Render every line of the items below as a Markdown table with two columns, Row and Line, numbering the rows and omitting blank lines. Leave the pictures out of the table.

### The records ###

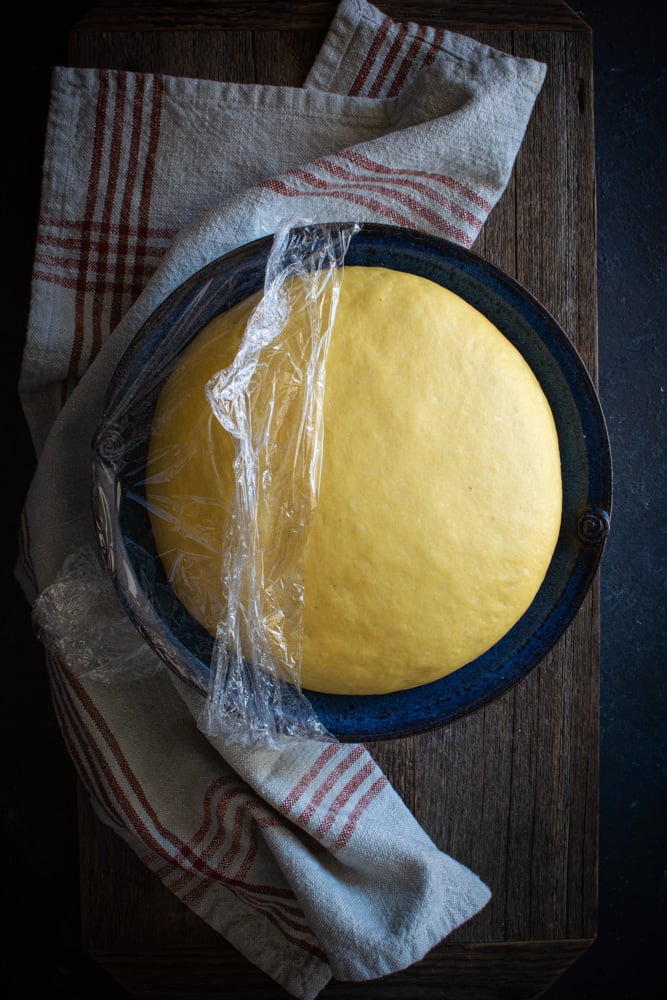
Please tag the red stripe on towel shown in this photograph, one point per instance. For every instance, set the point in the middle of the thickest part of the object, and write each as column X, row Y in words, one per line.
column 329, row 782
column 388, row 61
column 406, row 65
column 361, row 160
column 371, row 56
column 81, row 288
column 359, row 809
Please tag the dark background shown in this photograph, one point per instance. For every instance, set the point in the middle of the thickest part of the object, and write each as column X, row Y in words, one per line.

###

◆ Task result:
| Row | Line |
|---|---|
| 1 | Please tag the red stripe on towel shown in this photograph, one point per instance. For every instance, set the point in the middle of the thickest part of the object, and write each as column X, row Y in words, one per line. |
| 2 | column 329, row 782 |
| 3 | column 388, row 61 |
| 4 | column 406, row 65 |
| 5 | column 361, row 160 |
| 6 | column 371, row 56 |
| 7 | column 81, row 288 |
| 8 | column 359, row 809 |
| 9 | Please tag the dark background shown in this photograph, one point per instance. For every instance, set the point in the middle of the thickest part of the object, and write each as column X, row Y in words, one per line. |